* TRECHO CITADO:
◆ ◆ ◆ ◆

Reproduzo entrevista concedida à jornalista Vera Saavedra Durão e publicada no jornal Valor Econômico:
Formado em engenharia e com especialização em economia, Ricardo Paes de Barros, técnico do Instituto de Pesquisa Econômica Aplicada (Ipea), onde já atuou como coordenador de avaliação de políticas públicas, é reconhecido internacionalmente como um especialista em pobreza. Ele considera que a presidente eleita, Dilma Rousseff, poderá reduzir ainda mais a pobreza no Brasil.
No governo Lula, segundo o Ipea, onde Paes de Barros trabalha como técnico de planejamento e pesquisa, o número de pobres caiu de 30,4 milhões em 2003 para 17 milhões no ano passado. "A pobreza foi reduzida a mais da metade em cinco anos", avalia.
De acordo com Paes de Barros, o Bolsa Família contribuiu com 20% para essa performance. A meta de erradicação da miséria é, na verdade, conseguir baixar cada vez mais o número de pobres, explica. "O difícil, porém, é mensurar a partir de que nível de renda se considera possível dizer que a extrema pobreza foi erradicada." Em um cálculo preliminar, Paes de Barros avalia que, se o país conseguir reduzir de quase 10 milhões para 2 milhões o número de pessoas com renda familiar per capita abaixo de US$ 1 por dia (R$ 50 ao mês), poderá se vangloriar de ter atingido tal objetivo.
Para ele, apesar dos avanços, o Brasil continua um país extremamente desigual e a luta pela eliminação da pobreza não será vencida no curto prazo. "Somente daqui a 15 ou 20 anos, o Brasil poderá atingir níveis de pobreza na casa dos R$ 100 de renda familiar per capita, como ocorre na Turquia e na Tunísia." A seguir a entrevista de Paes de Barros.

◆ ◆ ◆ ◆

* MATERIAL EXIBIDO:
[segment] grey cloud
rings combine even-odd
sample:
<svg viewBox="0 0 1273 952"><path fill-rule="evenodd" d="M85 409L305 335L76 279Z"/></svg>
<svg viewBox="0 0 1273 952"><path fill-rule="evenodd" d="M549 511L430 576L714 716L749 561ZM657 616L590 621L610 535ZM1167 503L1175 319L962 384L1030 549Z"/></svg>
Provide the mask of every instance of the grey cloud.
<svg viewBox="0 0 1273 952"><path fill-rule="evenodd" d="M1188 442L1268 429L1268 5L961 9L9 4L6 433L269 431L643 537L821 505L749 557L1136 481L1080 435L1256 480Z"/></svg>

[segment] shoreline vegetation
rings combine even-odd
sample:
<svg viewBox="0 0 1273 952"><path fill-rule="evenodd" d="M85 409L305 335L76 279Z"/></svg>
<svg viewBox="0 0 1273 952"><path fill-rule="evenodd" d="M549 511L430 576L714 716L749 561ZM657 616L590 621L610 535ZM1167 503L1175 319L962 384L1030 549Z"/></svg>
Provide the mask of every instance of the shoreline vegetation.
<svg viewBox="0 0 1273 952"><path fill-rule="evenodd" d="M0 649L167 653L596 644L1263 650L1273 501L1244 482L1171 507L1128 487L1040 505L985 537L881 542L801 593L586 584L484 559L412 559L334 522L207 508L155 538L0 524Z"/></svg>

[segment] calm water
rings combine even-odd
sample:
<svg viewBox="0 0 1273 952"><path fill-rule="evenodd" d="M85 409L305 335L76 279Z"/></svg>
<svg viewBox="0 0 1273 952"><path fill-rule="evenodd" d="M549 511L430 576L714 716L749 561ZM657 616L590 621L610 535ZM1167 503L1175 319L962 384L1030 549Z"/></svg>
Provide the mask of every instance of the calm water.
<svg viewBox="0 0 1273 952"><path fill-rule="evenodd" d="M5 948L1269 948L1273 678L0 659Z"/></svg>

◆ ◆ ◆ ◆

* O QUE FAZER:
a) Traduza para o inglês esta frase do texto sobre a pobreza no Brasil: "De acordo com Paes de Barros, o Bolsa Família contribuiu com 20% para essa performance."
b) Escreva a continuação do texto sobre a pobreza no Brasil, começando logo após a última frase apresentada.
Os registros não têm relação com o texto sobre a pobreza no Brasil.

* RESPOSTAS DADAS:
a) According to Paes de Barros, Bolsa Família contributed 20% to this performance.

b)
A presidente eleita, Dilma Rousseff, elegeu a erradicação da miséria como uma prioridade do seu governo. Isso será possível?
A erradicação da miséria é tão possível quanto a do analfabetismo. Porém, acabar com a pobreza é, na verdade, conseguir levá-la a níveis muito baixos. Isto, sim, é possível ser feito. A questão é saber quão baixo temos que chegar para considerar a missão cumprida.
No caso brasileiro, teríamos que reduzir a pobreza em quanto?
Ninguém até hoje, não só no Brasil, mas no mundo, conseguiu convencionar a partir de que nível de renda se considera possível dizer que a pobreza foi erradicada. Reduzir abaixo de quanto? O Brasil já levou a pobreza para níveis muito baixos, para linhas de pobreza mais altas a partir de 2003. A proporção da população brasileira que vive hoje em famílias com uma renda abaixo de US$ 1 por dia deve estar abaixo de 5%. Numa população de quase 200 milhões de habitantes, significa que menos de 10 milhões de pessoas têm renda diária abaixo de US$ 1 (equivalente a cerca de R$ 1,7 por dia ou cerca de R$ 50 mensais). Os mais pobres se localizam no entorno das regiões metropolitanas, na área rural e no Nordeste.
Será possível avançar mais nesse processo?
Daí para frente vai começar a ficar mais complicado zerar. É difícil zerar, como já disse. Mas podemos considerar como erradicada a extrema pobreza no país se esse percentual (da população que vive em famílias com renda per capita inferior a US$ 1) baixar de 5% para 1%. Vamos considerar que a meta da erradicação é 1% (2 milhões de habitantes) da população com renda per capita abaixo de US$ 1.
Para chegar a esse patamar o que é preciso fazer?
Se o governo quer estabelecer uma meta clara de redução da pobreza seria bom ajustar o medidor. Falo em definir uma linha oficial de pobreza e uma de extrema pobreza. Eu fecharia questão na linha de pobreza que o IBGE tem hoje. São ao todo 20 linhas diferentes que variam de Estado para Estado.
O senhor conseguiu medir, com base nas linhas de pobreza do Ipea, em quanto foi reduzida a extrema pobreza no Brasil durante o governo Lula?
Usando nossas linhas de pobreza, que são mais elevadas que as de US$ 1 por dia, conseguimos calcular que 8,5% da população brasileira (uns 17 milhões) vivem atualmente em extrema pobreza. Em 2003, esse percentual era de quase 17% (30,4 milhões). No período entre os anos 2003 e 2009, o percentual de pobres na população caiu abaixo da metade.
Como o senhor avalia essa performance?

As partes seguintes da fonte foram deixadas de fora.